§ Task item
Please return the lines below verbatim, beginning at the one that has "Objective: provide one point per instance of the low" and stopping after the one that has "Objective: provide one point per instance of the large", and add no other lines.

§ Entries shown
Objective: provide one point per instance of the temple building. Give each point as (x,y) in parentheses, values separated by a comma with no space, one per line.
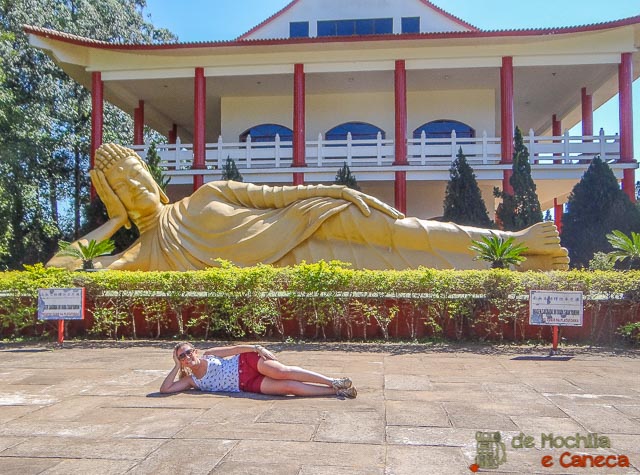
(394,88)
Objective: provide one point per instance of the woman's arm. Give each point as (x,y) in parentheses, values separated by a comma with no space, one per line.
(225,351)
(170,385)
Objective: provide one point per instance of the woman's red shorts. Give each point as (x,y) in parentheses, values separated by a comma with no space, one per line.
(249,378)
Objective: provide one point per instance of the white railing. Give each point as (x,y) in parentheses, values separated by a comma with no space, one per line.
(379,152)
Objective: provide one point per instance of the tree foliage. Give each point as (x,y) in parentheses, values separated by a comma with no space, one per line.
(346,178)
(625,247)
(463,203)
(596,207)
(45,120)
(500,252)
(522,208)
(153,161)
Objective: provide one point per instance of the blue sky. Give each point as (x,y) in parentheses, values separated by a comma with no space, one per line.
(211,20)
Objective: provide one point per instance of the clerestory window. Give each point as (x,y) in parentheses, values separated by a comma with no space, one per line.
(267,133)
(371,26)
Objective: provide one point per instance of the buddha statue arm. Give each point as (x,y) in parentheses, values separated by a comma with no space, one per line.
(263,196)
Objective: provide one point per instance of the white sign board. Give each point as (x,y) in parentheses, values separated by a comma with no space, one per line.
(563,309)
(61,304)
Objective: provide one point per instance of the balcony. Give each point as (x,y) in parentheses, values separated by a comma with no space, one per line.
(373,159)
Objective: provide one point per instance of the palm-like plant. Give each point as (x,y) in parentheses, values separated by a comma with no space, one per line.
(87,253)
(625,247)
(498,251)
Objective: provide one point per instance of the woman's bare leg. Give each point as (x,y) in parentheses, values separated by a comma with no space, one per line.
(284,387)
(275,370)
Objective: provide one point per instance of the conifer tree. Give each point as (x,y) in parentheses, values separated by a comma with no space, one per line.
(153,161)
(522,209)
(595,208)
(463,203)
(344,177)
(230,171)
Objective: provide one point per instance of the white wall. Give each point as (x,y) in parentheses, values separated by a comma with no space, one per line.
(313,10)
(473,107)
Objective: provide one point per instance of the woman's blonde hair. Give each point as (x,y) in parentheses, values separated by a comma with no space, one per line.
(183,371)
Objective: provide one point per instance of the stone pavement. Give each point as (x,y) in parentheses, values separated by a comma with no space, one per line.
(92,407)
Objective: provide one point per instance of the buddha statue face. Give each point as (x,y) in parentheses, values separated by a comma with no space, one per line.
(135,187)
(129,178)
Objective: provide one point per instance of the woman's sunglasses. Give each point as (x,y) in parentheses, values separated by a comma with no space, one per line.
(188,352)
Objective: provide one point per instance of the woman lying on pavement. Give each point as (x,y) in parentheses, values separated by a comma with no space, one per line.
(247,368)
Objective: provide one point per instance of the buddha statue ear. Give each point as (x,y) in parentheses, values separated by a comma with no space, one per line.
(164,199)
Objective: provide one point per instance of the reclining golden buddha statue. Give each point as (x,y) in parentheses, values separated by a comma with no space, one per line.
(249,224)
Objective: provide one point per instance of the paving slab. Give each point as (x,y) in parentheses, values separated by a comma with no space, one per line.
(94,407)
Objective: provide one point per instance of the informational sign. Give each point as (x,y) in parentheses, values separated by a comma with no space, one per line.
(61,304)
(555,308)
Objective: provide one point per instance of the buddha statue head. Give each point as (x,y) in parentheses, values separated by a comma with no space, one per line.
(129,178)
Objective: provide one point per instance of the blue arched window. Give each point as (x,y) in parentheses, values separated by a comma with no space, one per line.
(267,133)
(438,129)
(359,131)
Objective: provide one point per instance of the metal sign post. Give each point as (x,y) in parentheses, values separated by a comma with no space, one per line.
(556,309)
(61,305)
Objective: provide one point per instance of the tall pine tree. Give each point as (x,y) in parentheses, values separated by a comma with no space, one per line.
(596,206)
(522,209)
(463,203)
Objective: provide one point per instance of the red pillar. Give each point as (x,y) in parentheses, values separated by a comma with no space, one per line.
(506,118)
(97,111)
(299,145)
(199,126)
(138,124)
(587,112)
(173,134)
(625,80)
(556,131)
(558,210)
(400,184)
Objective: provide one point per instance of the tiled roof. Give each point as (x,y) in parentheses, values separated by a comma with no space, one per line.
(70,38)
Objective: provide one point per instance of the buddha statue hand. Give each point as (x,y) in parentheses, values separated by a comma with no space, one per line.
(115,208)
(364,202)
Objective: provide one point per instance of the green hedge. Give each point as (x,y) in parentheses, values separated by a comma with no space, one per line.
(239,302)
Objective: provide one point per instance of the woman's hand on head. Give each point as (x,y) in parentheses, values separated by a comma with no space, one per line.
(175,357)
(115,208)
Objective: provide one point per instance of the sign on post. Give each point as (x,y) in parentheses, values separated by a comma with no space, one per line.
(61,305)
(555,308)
* * *
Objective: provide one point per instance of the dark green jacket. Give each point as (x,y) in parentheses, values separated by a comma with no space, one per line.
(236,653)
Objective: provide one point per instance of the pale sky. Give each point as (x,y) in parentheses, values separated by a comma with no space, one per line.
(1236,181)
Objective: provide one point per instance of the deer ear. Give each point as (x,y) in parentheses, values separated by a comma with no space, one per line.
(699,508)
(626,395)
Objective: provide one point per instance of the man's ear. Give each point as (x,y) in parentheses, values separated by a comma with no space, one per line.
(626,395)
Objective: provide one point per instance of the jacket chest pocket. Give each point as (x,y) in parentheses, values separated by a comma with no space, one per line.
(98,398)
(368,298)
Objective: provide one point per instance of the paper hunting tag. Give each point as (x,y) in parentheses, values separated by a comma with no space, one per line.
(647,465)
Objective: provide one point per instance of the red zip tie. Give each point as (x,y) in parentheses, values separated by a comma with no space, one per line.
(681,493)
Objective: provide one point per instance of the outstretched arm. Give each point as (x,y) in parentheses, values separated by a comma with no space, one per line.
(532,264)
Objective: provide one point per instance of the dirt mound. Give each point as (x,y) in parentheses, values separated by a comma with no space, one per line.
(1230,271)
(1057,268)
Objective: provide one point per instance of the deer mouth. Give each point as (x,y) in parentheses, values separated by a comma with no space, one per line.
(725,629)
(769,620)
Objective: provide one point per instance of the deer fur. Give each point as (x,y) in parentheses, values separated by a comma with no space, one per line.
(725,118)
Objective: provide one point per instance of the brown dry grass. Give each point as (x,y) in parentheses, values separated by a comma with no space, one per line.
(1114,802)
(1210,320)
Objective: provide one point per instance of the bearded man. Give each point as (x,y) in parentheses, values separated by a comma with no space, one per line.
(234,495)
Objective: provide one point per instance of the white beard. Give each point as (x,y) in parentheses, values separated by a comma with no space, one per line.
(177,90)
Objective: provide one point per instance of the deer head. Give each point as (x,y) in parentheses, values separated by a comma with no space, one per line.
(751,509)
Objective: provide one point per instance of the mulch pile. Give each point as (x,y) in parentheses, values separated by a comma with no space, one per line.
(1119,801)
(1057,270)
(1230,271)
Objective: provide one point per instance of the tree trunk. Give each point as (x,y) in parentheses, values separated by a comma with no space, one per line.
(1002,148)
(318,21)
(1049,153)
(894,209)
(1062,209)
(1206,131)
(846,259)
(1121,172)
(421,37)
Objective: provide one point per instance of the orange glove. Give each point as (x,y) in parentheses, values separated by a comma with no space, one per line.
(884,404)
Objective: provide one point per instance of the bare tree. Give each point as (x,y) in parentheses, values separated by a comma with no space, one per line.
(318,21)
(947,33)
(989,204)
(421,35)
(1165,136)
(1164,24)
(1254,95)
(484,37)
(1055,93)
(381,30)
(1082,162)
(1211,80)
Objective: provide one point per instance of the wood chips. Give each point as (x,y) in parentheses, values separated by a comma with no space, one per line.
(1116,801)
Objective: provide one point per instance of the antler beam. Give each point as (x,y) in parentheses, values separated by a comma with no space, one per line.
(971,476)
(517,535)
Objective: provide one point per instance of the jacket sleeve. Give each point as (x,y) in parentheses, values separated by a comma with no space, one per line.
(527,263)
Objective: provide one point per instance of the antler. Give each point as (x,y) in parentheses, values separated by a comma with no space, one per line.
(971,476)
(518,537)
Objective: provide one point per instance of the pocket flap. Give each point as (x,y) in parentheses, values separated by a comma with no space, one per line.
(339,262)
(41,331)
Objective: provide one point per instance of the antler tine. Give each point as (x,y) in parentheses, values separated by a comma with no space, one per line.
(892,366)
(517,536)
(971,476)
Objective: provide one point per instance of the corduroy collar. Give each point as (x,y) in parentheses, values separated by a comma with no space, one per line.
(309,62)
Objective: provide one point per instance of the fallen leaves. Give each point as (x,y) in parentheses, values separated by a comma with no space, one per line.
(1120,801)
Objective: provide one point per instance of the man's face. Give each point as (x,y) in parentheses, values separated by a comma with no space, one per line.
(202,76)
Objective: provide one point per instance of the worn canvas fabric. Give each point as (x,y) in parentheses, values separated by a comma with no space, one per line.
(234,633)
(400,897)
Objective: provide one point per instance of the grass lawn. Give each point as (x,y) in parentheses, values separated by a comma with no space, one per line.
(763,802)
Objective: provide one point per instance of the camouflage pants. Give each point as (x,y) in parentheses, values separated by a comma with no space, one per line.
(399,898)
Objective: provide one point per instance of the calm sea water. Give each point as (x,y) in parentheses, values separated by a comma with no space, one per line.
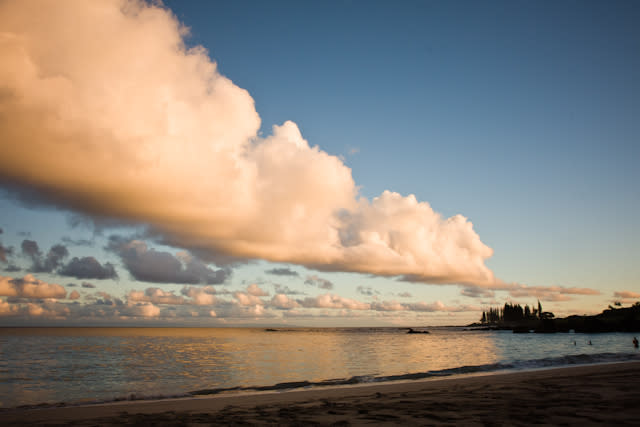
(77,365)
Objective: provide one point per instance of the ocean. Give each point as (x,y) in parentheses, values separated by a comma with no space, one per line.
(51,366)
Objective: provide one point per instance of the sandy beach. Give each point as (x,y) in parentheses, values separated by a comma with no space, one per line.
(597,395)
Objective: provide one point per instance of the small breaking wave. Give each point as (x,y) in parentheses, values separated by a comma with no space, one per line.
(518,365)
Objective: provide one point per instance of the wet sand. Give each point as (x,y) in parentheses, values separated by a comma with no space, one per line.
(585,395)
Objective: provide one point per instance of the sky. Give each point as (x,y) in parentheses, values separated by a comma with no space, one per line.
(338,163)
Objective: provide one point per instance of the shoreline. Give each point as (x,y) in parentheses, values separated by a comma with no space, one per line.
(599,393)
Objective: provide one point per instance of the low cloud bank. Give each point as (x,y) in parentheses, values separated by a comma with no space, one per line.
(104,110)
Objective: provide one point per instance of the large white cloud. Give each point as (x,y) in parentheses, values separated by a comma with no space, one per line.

§ Written response
Objective: provide one point per instance of the low cloud bank. Give each point as (x,y) in parentheses, values separated by a comma with no space, one per line.
(104,110)
Objective: provide one point per instance of the large white cloud. Give each point as (x,y) in parentheses, values separated by a comma with no space, one per line.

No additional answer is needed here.